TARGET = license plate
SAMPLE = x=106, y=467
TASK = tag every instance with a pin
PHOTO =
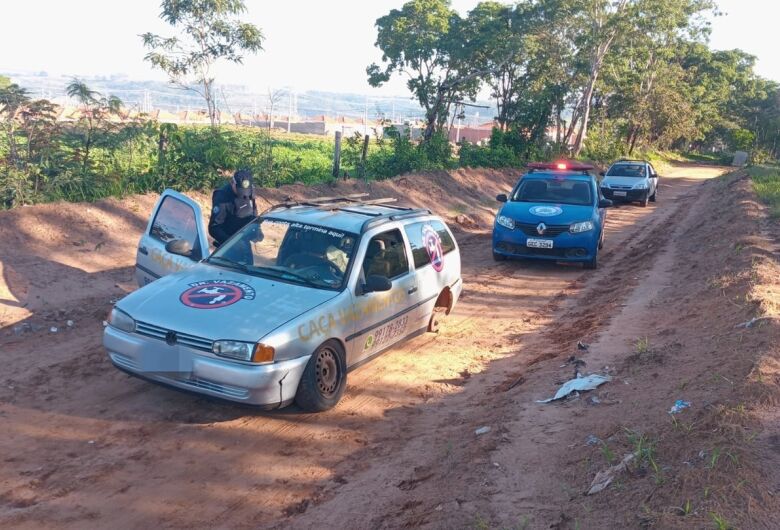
x=539, y=243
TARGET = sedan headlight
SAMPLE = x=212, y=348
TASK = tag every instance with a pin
x=506, y=222
x=121, y=320
x=244, y=351
x=584, y=226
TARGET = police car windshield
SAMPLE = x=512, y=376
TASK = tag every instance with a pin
x=557, y=191
x=300, y=253
x=627, y=170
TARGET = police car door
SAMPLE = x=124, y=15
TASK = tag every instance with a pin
x=382, y=318
x=175, y=217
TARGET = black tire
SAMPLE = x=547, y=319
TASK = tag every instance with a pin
x=324, y=378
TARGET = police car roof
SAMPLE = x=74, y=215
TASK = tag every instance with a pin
x=347, y=216
x=552, y=175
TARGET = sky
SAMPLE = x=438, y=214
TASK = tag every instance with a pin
x=310, y=44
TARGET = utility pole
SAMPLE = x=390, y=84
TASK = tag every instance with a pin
x=289, y=112
x=337, y=156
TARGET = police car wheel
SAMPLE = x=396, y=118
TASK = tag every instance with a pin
x=324, y=379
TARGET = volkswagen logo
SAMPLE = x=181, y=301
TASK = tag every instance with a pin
x=171, y=338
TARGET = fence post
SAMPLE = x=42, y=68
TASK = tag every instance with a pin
x=363, y=157
x=337, y=156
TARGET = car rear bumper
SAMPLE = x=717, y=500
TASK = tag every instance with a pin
x=566, y=247
x=631, y=195
x=270, y=385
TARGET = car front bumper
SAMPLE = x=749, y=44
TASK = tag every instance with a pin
x=270, y=385
x=631, y=195
x=566, y=246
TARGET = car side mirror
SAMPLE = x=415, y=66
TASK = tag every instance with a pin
x=377, y=284
x=180, y=247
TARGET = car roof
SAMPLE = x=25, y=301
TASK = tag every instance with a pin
x=347, y=215
x=552, y=175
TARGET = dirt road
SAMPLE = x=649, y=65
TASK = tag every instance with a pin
x=84, y=445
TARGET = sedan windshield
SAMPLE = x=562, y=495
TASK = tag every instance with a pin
x=627, y=170
x=557, y=191
x=296, y=252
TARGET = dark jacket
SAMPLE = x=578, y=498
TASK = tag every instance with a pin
x=229, y=212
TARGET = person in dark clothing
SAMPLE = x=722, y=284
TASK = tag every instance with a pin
x=233, y=206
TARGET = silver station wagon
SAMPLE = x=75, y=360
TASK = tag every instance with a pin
x=286, y=307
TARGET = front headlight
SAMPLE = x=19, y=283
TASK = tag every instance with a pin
x=506, y=222
x=243, y=351
x=584, y=226
x=121, y=320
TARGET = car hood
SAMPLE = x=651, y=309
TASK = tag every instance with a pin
x=216, y=303
x=552, y=214
x=622, y=181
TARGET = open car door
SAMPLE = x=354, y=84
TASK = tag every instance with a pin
x=177, y=224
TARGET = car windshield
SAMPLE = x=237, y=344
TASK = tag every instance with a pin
x=301, y=253
x=557, y=191
x=627, y=170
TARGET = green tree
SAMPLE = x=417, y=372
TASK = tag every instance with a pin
x=423, y=41
x=209, y=31
x=95, y=111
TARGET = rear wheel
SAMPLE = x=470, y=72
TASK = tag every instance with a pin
x=324, y=379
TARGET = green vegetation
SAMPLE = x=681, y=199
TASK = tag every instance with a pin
x=766, y=182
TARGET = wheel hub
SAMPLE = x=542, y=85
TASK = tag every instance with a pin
x=327, y=372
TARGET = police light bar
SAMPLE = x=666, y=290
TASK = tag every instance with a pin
x=563, y=165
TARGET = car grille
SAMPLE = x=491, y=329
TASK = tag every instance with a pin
x=529, y=229
x=226, y=390
x=156, y=332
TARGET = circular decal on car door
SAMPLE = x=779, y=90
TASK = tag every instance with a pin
x=215, y=294
x=546, y=211
x=432, y=243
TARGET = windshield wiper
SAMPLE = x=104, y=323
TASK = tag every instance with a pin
x=285, y=272
x=230, y=264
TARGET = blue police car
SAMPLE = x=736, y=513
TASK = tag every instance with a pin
x=555, y=212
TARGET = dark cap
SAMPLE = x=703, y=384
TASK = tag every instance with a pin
x=243, y=179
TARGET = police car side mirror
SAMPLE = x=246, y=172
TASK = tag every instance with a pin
x=180, y=247
x=377, y=284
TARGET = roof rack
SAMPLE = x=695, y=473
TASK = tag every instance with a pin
x=386, y=218
x=348, y=203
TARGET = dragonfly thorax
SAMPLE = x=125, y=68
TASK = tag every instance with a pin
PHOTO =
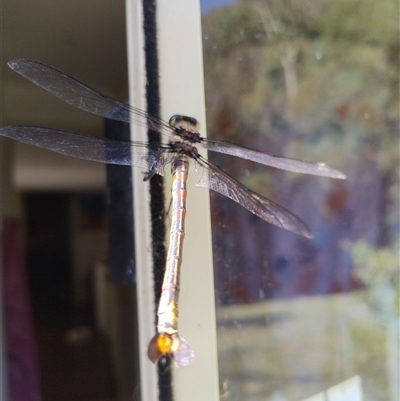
x=186, y=128
x=184, y=148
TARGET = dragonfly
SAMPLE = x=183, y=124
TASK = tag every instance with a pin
x=181, y=145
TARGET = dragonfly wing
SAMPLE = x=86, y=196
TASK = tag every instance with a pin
x=87, y=147
x=217, y=180
x=282, y=163
x=80, y=95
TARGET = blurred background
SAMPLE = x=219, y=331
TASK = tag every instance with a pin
x=316, y=81
x=297, y=318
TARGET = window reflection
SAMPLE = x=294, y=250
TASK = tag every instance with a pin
x=316, y=82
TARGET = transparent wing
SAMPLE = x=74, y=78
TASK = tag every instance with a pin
x=217, y=180
x=89, y=148
x=79, y=95
x=282, y=163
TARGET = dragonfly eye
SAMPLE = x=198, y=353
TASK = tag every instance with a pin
x=184, y=122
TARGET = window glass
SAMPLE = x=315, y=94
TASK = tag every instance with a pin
x=315, y=81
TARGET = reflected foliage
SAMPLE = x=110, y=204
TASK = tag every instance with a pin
x=313, y=81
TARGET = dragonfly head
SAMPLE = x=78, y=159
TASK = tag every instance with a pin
x=183, y=122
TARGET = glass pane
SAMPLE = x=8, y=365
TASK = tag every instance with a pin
x=315, y=81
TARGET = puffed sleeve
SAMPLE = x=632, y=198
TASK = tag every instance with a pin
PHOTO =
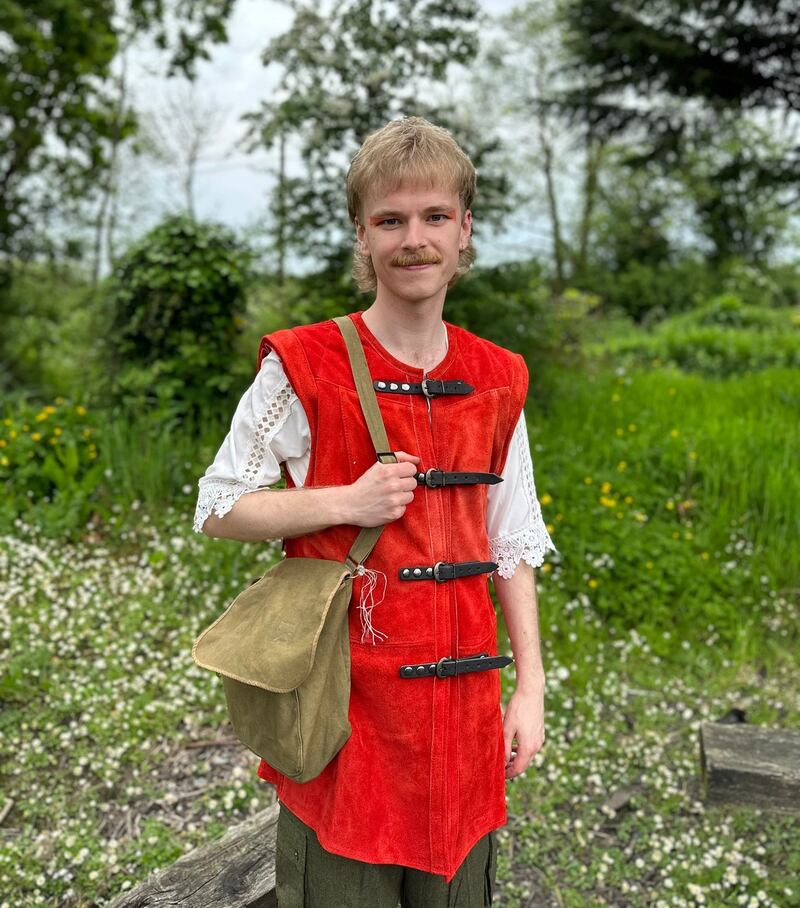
x=513, y=515
x=269, y=427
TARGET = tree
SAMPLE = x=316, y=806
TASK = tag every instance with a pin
x=57, y=116
x=346, y=74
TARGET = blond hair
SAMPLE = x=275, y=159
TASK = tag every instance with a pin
x=414, y=151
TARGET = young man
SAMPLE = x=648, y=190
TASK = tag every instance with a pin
x=408, y=807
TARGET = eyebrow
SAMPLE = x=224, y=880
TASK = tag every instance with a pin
x=385, y=212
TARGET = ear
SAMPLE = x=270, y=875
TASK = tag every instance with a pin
x=361, y=238
x=466, y=230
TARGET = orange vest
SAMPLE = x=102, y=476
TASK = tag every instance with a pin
x=422, y=777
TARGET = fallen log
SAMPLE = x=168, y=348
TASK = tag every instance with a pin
x=235, y=871
x=751, y=766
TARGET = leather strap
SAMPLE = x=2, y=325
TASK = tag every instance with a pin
x=446, y=570
x=447, y=667
x=435, y=479
x=430, y=387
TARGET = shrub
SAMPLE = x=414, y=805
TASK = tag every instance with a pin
x=176, y=307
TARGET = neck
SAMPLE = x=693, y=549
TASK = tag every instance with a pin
x=414, y=334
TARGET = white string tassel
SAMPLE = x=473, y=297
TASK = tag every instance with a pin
x=368, y=603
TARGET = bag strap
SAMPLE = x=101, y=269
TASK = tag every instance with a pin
x=366, y=539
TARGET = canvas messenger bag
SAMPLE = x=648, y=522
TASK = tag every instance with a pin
x=282, y=647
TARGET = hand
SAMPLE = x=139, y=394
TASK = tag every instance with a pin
x=382, y=492
x=523, y=720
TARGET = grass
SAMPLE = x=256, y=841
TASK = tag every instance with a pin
x=672, y=501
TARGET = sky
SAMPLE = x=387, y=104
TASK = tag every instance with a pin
x=233, y=186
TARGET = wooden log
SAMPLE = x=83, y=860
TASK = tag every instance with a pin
x=235, y=871
x=751, y=766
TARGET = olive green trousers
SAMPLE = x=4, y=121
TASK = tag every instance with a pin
x=307, y=876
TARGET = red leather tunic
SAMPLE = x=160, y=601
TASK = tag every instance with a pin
x=422, y=777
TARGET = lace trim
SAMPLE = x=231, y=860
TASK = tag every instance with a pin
x=219, y=496
x=529, y=545
x=276, y=412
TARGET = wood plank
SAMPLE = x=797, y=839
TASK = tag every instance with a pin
x=751, y=766
x=235, y=871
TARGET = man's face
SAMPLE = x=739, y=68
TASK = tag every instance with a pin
x=413, y=227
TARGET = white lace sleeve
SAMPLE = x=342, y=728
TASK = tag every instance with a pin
x=269, y=427
x=513, y=514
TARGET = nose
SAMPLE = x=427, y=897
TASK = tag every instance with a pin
x=413, y=238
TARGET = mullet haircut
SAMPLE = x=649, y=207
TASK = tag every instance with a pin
x=410, y=151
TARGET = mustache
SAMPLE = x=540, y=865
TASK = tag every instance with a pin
x=404, y=260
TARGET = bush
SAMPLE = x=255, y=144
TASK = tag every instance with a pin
x=176, y=307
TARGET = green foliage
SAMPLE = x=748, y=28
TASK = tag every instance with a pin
x=50, y=464
x=723, y=337
x=344, y=74
x=177, y=303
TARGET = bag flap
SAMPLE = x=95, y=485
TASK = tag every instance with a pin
x=268, y=635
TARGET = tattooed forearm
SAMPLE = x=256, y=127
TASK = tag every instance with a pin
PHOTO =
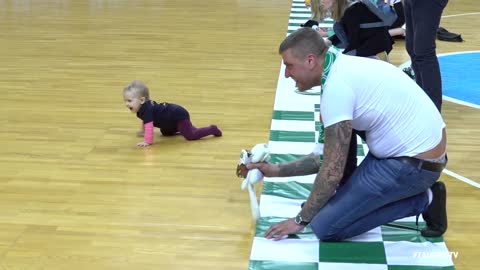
x=337, y=144
x=309, y=164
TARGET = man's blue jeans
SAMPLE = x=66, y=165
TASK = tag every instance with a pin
x=378, y=192
x=422, y=18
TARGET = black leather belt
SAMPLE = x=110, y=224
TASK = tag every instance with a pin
x=422, y=164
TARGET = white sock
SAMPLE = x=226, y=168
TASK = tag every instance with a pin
x=430, y=196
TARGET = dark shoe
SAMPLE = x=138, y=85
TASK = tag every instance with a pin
x=409, y=72
x=436, y=214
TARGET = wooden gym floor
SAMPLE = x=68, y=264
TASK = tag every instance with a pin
x=75, y=191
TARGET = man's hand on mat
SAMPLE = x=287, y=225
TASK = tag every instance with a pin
x=267, y=169
x=281, y=229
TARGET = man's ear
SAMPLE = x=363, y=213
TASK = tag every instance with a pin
x=312, y=60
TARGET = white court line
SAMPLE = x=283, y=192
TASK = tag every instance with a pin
x=461, y=178
x=464, y=103
x=462, y=14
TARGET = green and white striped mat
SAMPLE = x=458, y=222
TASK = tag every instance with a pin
x=294, y=131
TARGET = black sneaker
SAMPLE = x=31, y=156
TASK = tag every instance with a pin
x=436, y=214
x=409, y=72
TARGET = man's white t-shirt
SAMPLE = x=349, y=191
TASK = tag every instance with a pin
x=397, y=115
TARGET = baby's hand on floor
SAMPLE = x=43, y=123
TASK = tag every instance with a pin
x=142, y=144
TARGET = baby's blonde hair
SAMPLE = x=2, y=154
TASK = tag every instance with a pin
x=138, y=88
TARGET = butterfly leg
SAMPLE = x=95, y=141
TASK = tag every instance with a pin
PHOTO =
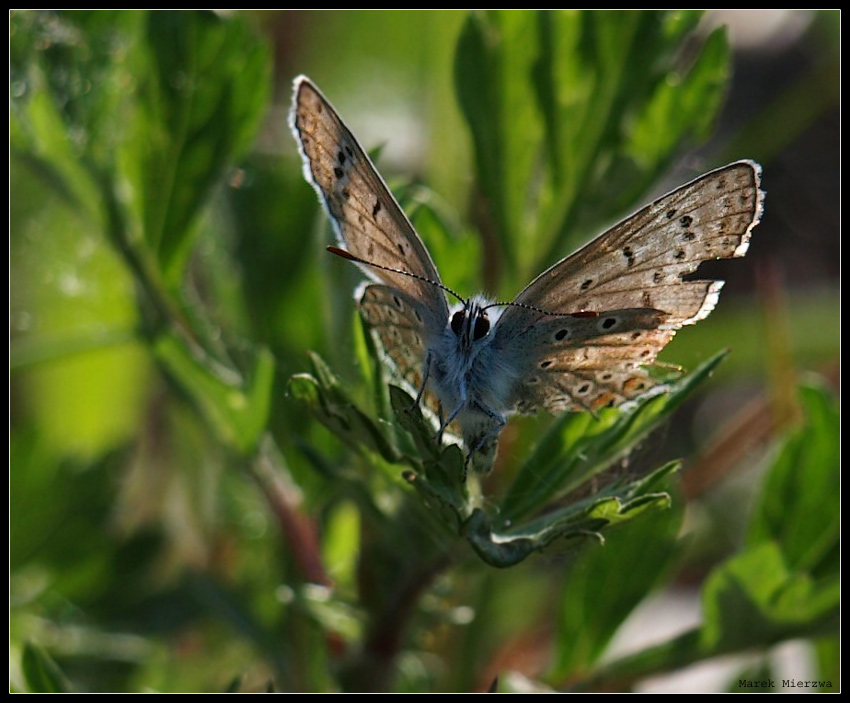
x=482, y=453
x=424, y=380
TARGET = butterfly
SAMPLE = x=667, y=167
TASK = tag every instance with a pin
x=581, y=336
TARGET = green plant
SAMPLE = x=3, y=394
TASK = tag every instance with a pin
x=337, y=544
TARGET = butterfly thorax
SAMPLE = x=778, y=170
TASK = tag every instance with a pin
x=465, y=368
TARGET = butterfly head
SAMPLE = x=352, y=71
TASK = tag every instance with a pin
x=470, y=323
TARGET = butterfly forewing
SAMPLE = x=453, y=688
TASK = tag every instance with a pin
x=637, y=264
x=367, y=217
x=583, y=335
x=403, y=325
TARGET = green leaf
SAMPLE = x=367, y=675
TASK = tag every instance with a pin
x=200, y=107
x=605, y=584
x=580, y=520
x=578, y=447
x=799, y=507
x=573, y=116
x=335, y=409
x=236, y=406
x=755, y=600
x=41, y=673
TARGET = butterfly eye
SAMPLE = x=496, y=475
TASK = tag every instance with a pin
x=457, y=322
x=482, y=326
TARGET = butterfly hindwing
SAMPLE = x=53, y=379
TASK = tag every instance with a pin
x=586, y=362
x=637, y=264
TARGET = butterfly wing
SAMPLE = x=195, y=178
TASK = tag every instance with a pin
x=399, y=321
x=368, y=220
x=616, y=302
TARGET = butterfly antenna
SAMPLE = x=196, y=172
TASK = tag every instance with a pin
x=357, y=260
x=526, y=306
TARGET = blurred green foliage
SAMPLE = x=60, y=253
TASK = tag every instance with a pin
x=197, y=504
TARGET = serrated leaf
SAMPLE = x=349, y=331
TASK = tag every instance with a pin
x=236, y=406
x=578, y=447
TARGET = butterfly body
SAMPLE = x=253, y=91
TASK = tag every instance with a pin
x=582, y=335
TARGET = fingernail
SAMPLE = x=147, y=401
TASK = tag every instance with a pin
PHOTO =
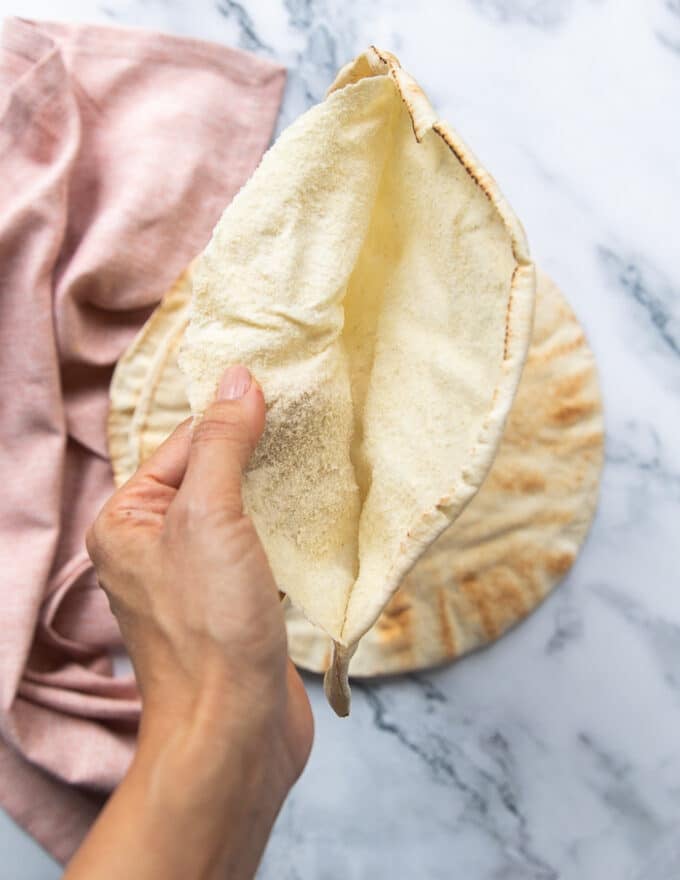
x=234, y=383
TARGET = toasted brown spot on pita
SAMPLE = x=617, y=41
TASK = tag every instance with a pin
x=572, y=412
x=524, y=481
x=559, y=563
x=394, y=625
x=445, y=628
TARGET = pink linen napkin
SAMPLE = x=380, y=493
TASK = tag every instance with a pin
x=118, y=151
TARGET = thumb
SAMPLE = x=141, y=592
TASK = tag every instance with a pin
x=222, y=444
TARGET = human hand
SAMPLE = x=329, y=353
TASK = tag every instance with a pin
x=224, y=711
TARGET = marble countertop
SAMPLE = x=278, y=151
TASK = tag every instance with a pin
x=555, y=753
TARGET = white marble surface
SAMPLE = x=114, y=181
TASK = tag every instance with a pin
x=556, y=753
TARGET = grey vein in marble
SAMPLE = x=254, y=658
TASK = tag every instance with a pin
x=651, y=290
x=488, y=789
x=248, y=37
x=662, y=636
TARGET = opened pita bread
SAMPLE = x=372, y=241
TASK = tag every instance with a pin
x=518, y=536
x=374, y=280
x=508, y=549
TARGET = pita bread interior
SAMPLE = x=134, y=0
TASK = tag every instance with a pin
x=372, y=277
x=509, y=548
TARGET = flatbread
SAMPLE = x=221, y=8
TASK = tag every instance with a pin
x=379, y=287
x=519, y=535
x=510, y=547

•••••

Reproduce every line from the one containing "TARGET = dark shoe" up to and including the one containing "x=397, y=115", multiplying the x and y coordinates in each answer by 1.85 and rounding to whole numbers with halves rounded up, while leaving the sample coordinates unchanged. Give only those lines.

TARGET = dark shoe
SAMPLE = x=138, y=85
TASK = tag every instance with a pin
x=757, y=133
x=807, y=396
TARGET = wooden gym floor
SAMPLE = x=68, y=264
TASK = tag every instance with a pin
x=139, y=353
TARGET = man's hand on mat
SAMPLE = x=287, y=225
TASK = tag every instance with a pin
x=494, y=313
x=520, y=424
TARGET = man's ear
SAMPLE = x=363, y=213
TASK = tag every instance with a pin
x=577, y=111
TARGET = white court line
SAMPLE = x=283, y=192
TASK = tag every instance with a pin
x=853, y=329
x=858, y=191
x=855, y=26
TARGET = green and white striped mat
SAMPLE = x=458, y=222
TASK = tag every instance with a pin
x=544, y=242
TARGET = black sneaker
SAMPLE = x=31, y=156
TASK = tag every instance with a pin
x=807, y=396
x=757, y=133
TARGET = man's white t-shirt
SAMPLE = x=349, y=191
TASK = tag every instance with a pin
x=734, y=213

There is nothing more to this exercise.